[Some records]
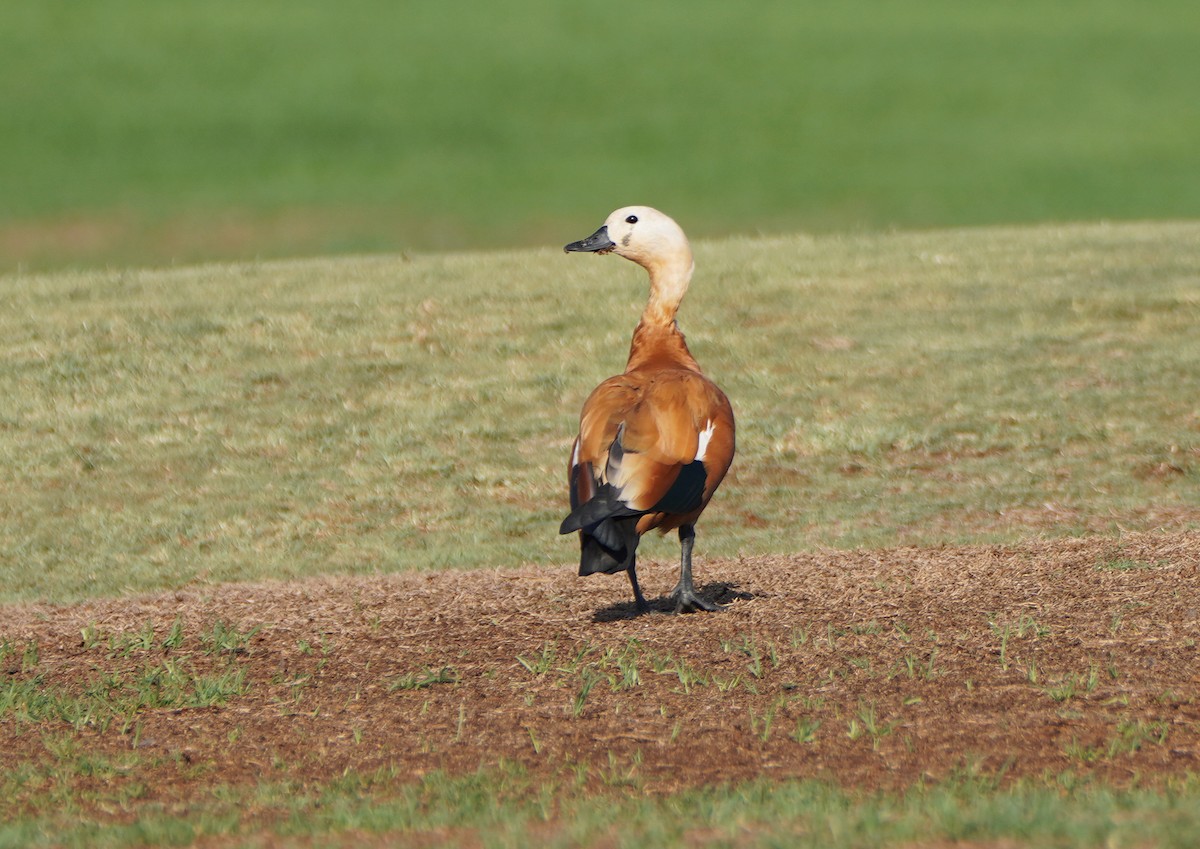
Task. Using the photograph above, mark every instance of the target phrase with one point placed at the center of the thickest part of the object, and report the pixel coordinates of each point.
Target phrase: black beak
(598, 242)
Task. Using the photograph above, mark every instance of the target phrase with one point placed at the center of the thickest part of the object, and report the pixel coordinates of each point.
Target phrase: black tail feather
(610, 547)
(604, 505)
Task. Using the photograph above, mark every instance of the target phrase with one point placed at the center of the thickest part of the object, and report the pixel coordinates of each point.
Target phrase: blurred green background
(142, 132)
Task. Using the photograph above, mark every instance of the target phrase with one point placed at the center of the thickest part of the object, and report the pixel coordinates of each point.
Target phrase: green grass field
(370, 415)
(138, 134)
(287, 420)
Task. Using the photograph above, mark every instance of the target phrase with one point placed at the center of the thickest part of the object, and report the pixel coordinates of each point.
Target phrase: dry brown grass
(880, 668)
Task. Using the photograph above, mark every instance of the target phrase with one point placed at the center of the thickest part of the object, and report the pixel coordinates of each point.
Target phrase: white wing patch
(705, 435)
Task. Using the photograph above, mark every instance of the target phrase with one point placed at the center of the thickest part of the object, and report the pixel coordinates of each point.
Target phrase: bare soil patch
(873, 669)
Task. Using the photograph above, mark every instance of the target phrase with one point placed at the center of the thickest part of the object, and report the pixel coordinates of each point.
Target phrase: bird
(654, 441)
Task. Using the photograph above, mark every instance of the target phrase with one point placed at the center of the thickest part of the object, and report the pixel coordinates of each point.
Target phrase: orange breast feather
(640, 429)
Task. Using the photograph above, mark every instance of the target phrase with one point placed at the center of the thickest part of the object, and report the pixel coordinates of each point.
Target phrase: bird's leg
(684, 594)
(639, 598)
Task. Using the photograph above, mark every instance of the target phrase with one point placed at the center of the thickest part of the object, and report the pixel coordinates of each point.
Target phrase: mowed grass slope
(136, 133)
(282, 420)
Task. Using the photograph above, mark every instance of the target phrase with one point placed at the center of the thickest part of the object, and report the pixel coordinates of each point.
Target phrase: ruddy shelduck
(655, 441)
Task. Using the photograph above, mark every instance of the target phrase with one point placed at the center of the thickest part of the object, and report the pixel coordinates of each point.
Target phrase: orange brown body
(657, 440)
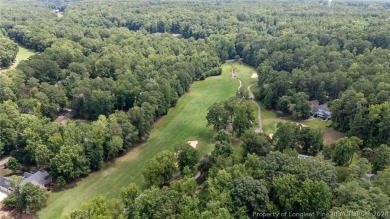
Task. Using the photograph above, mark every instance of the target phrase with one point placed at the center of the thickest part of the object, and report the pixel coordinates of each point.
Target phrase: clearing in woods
(23, 54)
(185, 122)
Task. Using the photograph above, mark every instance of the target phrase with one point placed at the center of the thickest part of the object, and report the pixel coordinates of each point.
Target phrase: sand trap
(193, 143)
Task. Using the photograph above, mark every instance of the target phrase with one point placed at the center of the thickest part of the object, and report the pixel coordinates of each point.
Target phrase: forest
(119, 66)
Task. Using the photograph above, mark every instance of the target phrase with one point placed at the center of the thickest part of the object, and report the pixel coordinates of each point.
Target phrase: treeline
(265, 182)
(118, 82)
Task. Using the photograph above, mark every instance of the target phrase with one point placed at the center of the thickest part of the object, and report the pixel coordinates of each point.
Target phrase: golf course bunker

WRITTEN EXERCISE
Make an exact copy of every entry above, minus the images.

EXPECTED ANSWER
Task. Using the photograph above, mark every instance of the target phrase with one point placed at the center of the thickest part of the object, and report the pixel coordinates of each point.
Target phrase: black beak
(598, 242)
Task. Using the photograph above, mark every instance of the target phrase with one point placed at the center of the thickest part of the object, and report the pixel coordinates of each point.
Target phrase: black tail feather
(610, 547)
(604, 505)
Task. Using the photograph above, mark every instance of the target phrase with one point placed at the center of the thickest part of the object, and report the pixel coordinates of each point.
Target phrase: blurred green background
(142, 132)
Task. Using the photograph above, mark every instance of the target phrase with one point placed at the center of the thickest part of the object, and report the pixel coordinates of each point.
Target phrase: green grass field
(370, 415)
(138, 134)
(287, 420)
Task. Using the photograph above, mark every instance of the target phrase with one point placed at the center of the thickest part of the object, and report the pixel coordinates of each point.
Target phrase: dry brown grass
(880, 668)
Task. Using the photograph above, mark every instance of the target phrase with one point placed at the center of the thickest part of the object, and report the pixel coordinates of each point.
Target phrase: white wing patch
(705, 435)
Task. Using the photograph above, mark every instance of the target phrase with one point placed at the center of the thickest part of the object, and report the pixel coordinates of each point.
Target phrase: bare soil patch
(873, 669)
Task. Using the photograph above, mark every instance of the target phrase with one point placed at the center of the thickest part of the object, and report the pixel coordinates of each point.
Target phrase: bird
(654, 441)
Task. Using the photograph above, mark every instance of the target phrase with one point placed at the center of the thickest part of the object, and report the pixel coordinates of each point.
Target phrase: orange breast feather
(640, 429)
Task. Using the photograph above, mark every instance of the target phrase with one point placed at the center of the thickest part of the object, and report the pixel coordinates of each point.
Target phrase: bird's leg
(684, 594)
(639, 598)
Task. Using the photograph above, mark every instance of the target phrase with one point placed at the center of the thickest part of the object, and report the pixel coordinates of each point.
Target phrase: mowed grass slope
(136, 133)
(282, 420)
Task. Using the photograph above, mark every instance of the target phrase with one point placed at the center of the thickest part of the object, and report the pixel coordinates of each point.
Target phrase: ruddy shelduck
(655, 441)
Task. Using the photograph above, mark every instance of the target phrase with one point placed at the center of the thickest part of the object, and report the pixel coordinates of each point.
Target phrase: orange brown body
(657, 440)
Task. Using the photograph above, mark every instance of the target phrase with one point placed at the center of the thickest part of the object, and report the pixel coordinates of each point.
Target phrase: clearing in woods
(23, 54)
(185, 122)
Task. Using the photograph above, mark every instance of the target phrase with one point placed at the center of the thickest part of the object, and report the pixel coordinates of each point.
Target phrase: sand trap
(193, 143)
Task. Using the photograph above, mark every instance of the target phrase with one point placed at the center of the thickest part of the object, and report the pixel coordinates of each point.
Target phrase: forest
(119, 66)
Task. Using the photograph above, mark every instance of the target phrase with one point placed at the center of the thickest part of the object, and report the pixel coordinates of each point.
Target phrase: treeline
(265, 182)
(118, 82)
Task. Using the photograph above, mark every instance of the target phrase with one point placed at the center of the thickest part of the object, and report the pixel coordinates of each point.
Target phrase: golf course bunker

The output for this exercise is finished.